▶ **EXERCISE DETAILS**
Retype precisely the section of the data that starts at the line containing "If you could identify the gray upper" and runs to its final line, ends included.

▶ **INFORMATION GIVEN**
▼

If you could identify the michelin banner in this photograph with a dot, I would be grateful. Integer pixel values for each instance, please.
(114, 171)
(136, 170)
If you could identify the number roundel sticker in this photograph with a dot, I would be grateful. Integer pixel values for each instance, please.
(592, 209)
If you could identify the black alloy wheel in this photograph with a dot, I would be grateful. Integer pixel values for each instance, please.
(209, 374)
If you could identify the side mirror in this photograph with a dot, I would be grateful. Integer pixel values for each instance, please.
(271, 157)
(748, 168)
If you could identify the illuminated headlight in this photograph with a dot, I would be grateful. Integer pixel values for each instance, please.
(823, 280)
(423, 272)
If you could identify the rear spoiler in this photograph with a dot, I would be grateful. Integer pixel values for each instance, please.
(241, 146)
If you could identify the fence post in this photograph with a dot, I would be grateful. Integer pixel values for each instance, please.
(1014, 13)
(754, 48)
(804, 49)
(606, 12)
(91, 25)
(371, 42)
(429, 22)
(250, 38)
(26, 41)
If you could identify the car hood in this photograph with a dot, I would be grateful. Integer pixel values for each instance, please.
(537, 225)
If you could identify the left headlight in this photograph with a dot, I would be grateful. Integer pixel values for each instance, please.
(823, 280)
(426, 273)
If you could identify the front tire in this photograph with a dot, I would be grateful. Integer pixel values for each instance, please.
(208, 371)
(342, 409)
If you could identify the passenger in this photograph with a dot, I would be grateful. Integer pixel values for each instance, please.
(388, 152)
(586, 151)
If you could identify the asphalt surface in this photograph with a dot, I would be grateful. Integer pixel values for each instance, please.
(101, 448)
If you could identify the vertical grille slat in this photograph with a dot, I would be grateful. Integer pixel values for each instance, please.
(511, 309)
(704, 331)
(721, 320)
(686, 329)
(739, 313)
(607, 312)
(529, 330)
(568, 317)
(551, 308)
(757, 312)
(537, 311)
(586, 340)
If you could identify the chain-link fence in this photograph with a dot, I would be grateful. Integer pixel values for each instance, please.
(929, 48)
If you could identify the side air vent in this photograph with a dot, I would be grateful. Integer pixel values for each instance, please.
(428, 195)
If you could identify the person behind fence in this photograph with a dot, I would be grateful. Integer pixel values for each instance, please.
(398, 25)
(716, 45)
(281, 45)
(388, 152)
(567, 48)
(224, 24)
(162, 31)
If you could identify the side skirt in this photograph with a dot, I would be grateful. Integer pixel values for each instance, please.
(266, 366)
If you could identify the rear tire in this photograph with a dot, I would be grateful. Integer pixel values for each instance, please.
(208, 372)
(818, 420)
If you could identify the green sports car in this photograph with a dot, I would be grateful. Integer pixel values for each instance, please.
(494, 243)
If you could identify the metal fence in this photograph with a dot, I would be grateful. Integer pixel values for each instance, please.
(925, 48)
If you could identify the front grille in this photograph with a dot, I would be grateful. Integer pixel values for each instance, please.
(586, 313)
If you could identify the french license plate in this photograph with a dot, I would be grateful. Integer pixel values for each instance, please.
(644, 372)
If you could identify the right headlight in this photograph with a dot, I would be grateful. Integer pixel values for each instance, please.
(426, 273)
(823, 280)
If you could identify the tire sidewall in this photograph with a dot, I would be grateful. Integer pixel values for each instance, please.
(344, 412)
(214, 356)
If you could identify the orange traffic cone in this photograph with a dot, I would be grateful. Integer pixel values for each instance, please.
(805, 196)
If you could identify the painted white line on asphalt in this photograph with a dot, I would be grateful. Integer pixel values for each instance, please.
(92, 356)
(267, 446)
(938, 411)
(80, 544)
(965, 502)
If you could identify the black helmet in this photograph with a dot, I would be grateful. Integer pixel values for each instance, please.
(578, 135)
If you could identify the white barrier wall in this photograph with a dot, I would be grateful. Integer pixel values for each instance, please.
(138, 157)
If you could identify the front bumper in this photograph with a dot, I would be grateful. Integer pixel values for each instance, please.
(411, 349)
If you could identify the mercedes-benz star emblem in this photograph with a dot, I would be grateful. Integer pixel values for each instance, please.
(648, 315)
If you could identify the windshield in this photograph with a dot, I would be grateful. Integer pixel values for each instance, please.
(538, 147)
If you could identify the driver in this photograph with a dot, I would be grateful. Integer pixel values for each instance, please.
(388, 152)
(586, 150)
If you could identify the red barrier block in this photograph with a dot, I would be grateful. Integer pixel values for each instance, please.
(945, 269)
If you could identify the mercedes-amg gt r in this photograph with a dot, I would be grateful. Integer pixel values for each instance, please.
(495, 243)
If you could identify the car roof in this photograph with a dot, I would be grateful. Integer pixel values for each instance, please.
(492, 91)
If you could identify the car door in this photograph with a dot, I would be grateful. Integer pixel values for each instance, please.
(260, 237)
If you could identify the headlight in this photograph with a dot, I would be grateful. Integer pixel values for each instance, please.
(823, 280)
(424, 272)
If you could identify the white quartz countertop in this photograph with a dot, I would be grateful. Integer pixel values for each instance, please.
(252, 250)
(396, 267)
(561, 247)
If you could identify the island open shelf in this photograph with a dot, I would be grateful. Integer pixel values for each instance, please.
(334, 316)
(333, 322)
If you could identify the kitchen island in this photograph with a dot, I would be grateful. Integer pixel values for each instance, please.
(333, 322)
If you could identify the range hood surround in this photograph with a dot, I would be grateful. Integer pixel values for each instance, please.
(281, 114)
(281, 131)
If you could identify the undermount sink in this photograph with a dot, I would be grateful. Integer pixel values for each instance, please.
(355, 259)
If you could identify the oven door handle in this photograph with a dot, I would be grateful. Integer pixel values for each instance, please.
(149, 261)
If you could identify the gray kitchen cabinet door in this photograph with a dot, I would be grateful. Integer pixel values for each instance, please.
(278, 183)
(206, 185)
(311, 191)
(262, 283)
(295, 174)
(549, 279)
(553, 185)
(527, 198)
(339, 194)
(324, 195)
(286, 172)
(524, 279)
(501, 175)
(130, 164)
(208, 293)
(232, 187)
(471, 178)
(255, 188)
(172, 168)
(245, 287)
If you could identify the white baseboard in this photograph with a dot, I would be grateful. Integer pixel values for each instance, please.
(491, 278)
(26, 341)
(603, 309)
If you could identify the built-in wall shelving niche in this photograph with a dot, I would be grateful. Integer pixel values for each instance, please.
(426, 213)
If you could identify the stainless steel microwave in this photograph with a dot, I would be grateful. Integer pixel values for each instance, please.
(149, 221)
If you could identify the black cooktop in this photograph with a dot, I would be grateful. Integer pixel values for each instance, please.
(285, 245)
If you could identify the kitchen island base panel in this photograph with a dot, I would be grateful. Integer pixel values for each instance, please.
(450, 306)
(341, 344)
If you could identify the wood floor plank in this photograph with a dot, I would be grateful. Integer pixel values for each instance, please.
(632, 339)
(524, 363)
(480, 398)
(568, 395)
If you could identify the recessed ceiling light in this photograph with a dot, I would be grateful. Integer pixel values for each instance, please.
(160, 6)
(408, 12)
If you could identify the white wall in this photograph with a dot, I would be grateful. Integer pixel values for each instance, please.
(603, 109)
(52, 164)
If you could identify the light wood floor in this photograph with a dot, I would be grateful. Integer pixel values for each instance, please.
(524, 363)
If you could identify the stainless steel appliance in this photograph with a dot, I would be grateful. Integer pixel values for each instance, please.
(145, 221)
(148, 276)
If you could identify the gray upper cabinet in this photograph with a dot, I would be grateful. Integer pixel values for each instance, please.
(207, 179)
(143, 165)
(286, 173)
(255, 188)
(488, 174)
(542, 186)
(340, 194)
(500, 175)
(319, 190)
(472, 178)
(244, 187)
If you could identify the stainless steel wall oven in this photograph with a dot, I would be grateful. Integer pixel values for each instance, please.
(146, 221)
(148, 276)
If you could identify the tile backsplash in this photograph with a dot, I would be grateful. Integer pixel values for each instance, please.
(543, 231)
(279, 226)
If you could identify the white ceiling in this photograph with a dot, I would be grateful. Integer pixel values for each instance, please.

▲

▶ **EXERCISE ANSWER**
If you could identify the gray upper cabinet in this photograph with a dot, I would be grateful. Integer pixel values for each instance, please.
(207, 179)
(143, 165)
(286, 173)
(255, 188)
(488, 174)
(542, 186)
(340, 194)
(500, 175)
(319, 190)
(472, 178)
(244, 187)
If you could identify the stainless steel wall oven in this photograph with a dot, I would be grateful. Integer pixel values for each instance, please.
(146, 221)
(148, 276)
If you could identify the tile backsplash in this photograph with a dot, I would be grateful. Integer pixel values for each instance, please.
(543, 231)
(279, 226)
If you could identify the white ceiling in this photograph with a dot, I would be grateful. Integer pixel values for each instance, please.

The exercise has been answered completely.